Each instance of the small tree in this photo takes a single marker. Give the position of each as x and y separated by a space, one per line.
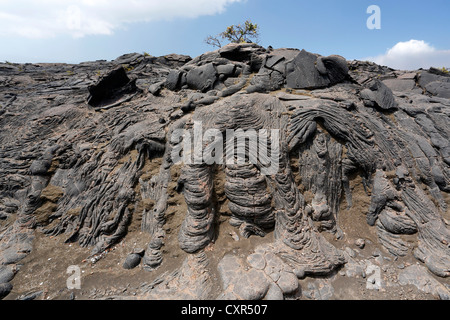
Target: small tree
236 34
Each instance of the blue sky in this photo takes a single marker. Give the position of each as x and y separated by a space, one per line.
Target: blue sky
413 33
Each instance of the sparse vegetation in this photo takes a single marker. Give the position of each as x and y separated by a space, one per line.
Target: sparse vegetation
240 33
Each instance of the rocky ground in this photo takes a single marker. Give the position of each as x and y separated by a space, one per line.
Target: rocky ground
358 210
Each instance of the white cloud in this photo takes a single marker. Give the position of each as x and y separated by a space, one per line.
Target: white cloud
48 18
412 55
- - -
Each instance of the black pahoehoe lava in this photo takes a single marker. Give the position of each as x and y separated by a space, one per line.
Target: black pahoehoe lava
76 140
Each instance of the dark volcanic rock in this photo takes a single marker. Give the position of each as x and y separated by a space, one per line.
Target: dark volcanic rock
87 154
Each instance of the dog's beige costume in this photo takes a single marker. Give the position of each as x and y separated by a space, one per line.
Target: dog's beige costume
- - -
Edit the records starting at the line with "Each instance of the dog's" and ending at the line with "Target: dog's beige costume": give those lines again with "beige" changed to "tan" and nothing else altered.

Each instance of the dog's tan costume in this photo takes a single marker. Give the position of each as x and y separated by a space, one per line.
Target: dog's tan costume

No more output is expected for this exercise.